Extract to read:
★ ★ ★
Bryophyte and macrolichen diversity show contrasting elevation relationships and are negatively affected by disturbances in laurel forests of Madeira island

Steffen Boch, Anabela Martins, Sara Ruas, Susana Fontinha, Palmira Carvalho, Fábio Reis, Ariel Bergamini & Manuela Sim-Sim

The unique laurel forest of Madeira island is a bryophyte and lichen diversity hotspot. Photo credit: Ariel Bergamini.

Madeira Island belongs to the Madeira Archipelago (Portugal) and is located 600 km northwest of the Western African coast in the Atlantic Ocean. The island is famous for its unique laurel forest on the north coast that occupy altitudes of 300–1450 m a.s.l., where humidity is continuously high. Because of its exceptional biodiversity, including many endemic species, this habitat is a priority for nature conservation and has been designated as a UNESCO World Natural Heritage site.

Bryophytes (i.e., mosses, liverworts, hornworts) and lichens are important components of the Madeiran laurel forest biodiversity. 39% of all endemic bryophyte species of Macaronesia (i.e., Madeira, Canary, Azore and Cape Verde islands) are growing in the laurel forest of Madeira. Many bryophytes and lichens have narrow ecological niches with specific substrate or habitat requirements. Given their sensitivity to environmental change, they are ideal biological indicators and study objects for land-use and climate-change research. On Madeira Island, many bryophyte and lichen species are adapted to the continuously humid conditions of the laurel forest. However, although these species are sensitive indicators and contribute greatly to Macaronesian biodiversity, we know very little about their diversity patterns in Madeiras’ forests.

Madeiras’ climate projections indicate an average temperature increase of up to 3°C and a precipitation decrease of about 30% until 2100. This will likely trigger a shift in forest distribution to higher elevations and pose a threat to bryophyte and lichen diversity. Today’s warm low-elevation sites can help us to project how climatic conditions at currently colder high-elevation sites will potentially be in future. If species manage to move upward with warming, a study of species composition of current low-elevation sites might allow us to predict the potential future species composition of higher elevated sites. Hence, a study of biodiversity patterns along elevational gradients can help us to understand climate-warming effects.

In this study, we investigated macrolichen (i.e., excluding crust-forming lichens) and bryophyte species richness in disturbed stands and undisturbed stands along elevational gradients on Madeira island. Disturbed stands encompassed, for instance, former anthropogenic disturbances such as burning, logging, and agricultural areas.

Our findings confirm the value of the laurel forest of Madeira island as a bryophyte and lichen diversity hotspot. One of our novel finds was that disturbance reduced bryophyte and macrolichen species richness by an average of about 20%. This result supports calls for a strict protection status of the laurel forest and for reducing anthropogenic disturbances to a minimum, e.g., by efficient and fast suppression of forest fires.
★ ★ ★
Goal of the exercise:
Echo the passage on Madeira's laurel forest bryophytes and lichens, starting at "Steffen Boch, Anabela" and ending at "Natural Heritage site.". The listing has no connection to the text on Madeira's laurel forests.

Items stored in a collection
★ ★ ★
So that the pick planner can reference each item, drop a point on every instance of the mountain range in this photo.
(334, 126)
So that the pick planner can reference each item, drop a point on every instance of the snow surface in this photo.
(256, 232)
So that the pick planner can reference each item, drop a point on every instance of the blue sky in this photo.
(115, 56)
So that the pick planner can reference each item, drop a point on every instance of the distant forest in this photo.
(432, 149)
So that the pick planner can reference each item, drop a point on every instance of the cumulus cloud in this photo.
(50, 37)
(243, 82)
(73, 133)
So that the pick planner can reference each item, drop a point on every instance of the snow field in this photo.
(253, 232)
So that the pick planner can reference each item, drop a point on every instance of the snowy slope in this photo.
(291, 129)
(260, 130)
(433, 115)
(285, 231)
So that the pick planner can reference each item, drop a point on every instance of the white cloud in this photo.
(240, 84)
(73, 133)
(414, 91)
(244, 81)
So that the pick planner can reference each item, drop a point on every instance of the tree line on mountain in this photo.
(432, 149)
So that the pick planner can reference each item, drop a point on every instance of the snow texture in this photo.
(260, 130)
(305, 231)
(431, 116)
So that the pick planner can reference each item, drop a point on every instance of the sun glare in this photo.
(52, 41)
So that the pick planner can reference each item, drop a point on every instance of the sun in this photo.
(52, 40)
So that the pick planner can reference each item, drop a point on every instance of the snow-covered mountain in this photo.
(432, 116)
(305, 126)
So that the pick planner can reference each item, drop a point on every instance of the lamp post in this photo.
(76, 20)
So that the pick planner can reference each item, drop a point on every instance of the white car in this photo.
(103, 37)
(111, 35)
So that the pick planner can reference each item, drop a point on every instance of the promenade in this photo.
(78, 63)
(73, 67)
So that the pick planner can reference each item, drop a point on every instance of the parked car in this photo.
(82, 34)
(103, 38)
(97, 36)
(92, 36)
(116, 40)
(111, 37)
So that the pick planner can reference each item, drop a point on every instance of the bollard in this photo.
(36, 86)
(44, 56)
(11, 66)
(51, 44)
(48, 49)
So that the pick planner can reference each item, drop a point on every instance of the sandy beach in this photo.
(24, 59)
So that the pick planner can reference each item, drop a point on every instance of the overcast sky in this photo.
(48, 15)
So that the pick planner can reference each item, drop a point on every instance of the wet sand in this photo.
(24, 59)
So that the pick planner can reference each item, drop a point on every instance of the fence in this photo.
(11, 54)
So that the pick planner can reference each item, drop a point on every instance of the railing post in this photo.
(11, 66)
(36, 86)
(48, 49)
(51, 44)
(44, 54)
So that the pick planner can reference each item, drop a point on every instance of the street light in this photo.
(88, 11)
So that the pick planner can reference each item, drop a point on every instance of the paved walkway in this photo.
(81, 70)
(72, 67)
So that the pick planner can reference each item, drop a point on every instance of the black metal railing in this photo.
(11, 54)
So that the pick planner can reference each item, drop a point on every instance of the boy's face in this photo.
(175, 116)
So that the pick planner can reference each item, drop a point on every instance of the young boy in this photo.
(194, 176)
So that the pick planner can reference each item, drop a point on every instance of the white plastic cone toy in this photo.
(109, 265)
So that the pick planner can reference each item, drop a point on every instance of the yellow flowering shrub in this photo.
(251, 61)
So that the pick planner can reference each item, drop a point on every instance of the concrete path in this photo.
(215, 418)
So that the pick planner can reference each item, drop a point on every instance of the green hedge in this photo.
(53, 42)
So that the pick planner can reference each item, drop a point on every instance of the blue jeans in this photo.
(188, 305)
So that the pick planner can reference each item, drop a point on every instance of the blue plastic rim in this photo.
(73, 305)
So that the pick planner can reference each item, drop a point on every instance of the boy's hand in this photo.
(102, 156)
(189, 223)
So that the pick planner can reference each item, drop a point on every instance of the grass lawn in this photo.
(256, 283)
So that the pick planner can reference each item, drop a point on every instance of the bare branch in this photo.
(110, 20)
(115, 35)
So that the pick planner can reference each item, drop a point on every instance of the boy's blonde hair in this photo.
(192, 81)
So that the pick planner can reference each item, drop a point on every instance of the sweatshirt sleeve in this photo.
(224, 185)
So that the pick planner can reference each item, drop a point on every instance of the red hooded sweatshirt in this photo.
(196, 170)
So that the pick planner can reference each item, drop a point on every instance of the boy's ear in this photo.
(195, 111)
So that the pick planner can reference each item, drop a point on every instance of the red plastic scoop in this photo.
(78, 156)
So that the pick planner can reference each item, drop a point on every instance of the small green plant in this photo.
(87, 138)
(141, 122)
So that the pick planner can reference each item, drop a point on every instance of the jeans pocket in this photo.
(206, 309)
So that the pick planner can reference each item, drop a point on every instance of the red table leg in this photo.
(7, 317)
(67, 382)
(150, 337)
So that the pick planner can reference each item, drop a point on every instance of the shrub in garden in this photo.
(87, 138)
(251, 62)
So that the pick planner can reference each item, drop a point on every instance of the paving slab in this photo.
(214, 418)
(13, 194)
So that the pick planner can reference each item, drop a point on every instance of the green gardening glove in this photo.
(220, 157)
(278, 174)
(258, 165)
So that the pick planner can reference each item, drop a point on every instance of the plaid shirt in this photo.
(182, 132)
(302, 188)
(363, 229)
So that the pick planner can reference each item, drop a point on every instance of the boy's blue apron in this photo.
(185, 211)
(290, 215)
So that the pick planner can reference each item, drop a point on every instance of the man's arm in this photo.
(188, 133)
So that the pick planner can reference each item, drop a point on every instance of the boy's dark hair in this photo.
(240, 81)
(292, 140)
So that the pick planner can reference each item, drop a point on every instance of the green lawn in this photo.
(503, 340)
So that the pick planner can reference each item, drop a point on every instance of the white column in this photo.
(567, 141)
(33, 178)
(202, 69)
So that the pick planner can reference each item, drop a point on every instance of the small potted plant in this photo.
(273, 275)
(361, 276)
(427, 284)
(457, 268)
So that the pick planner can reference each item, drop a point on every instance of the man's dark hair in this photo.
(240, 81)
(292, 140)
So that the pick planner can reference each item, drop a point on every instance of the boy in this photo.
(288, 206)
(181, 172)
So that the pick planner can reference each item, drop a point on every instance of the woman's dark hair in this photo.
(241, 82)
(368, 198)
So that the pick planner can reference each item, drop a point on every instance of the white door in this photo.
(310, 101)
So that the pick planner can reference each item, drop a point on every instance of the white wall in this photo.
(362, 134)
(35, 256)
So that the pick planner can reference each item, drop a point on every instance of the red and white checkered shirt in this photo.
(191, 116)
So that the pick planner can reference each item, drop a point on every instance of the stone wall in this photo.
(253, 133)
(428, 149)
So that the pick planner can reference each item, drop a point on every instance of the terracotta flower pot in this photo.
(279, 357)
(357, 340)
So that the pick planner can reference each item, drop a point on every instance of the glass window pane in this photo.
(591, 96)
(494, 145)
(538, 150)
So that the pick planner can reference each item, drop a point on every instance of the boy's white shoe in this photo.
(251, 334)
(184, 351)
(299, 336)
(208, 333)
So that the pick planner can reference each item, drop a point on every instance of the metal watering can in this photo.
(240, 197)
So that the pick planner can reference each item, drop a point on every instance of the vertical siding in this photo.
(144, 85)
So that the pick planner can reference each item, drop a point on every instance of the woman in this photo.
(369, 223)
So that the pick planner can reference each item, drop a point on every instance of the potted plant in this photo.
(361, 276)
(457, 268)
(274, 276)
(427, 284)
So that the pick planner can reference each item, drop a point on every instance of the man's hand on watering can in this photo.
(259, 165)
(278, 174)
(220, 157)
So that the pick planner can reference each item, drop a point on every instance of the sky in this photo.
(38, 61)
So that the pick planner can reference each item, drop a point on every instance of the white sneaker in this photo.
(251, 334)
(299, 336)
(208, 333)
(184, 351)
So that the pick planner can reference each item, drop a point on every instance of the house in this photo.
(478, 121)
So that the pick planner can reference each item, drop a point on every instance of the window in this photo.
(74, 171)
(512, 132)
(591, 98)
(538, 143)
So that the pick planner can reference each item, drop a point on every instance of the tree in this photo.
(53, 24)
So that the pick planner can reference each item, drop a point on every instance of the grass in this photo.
★ ★ ★
Answer area:
Steffen Boch, Anabela Martins, Sara Ruas, Susana Fontinha, Palmira Carvalho, Fábio Reis, Ariel Bergamini & Manuela Sim-Sim

The unique laurel forest of Madeira island is a bryophyte and lichen diversity hotspot. Photo credit: Ariel Bergamini.

Madeira Island belongs to the Madeira Archipelago (Portugal) and is located 600 km northwest of the Western African coast in the Atlantic Ocean. The island is famous for its unique laurel forest on the north coast that occupy altitudes of 300–1450 m a.s.l., where humidity is continuously high. Because of its exceptional biodiversity, including many endemic species, this habitat is a priority for nature conservation and has been designated as a UNESCO World Natural Heritage site.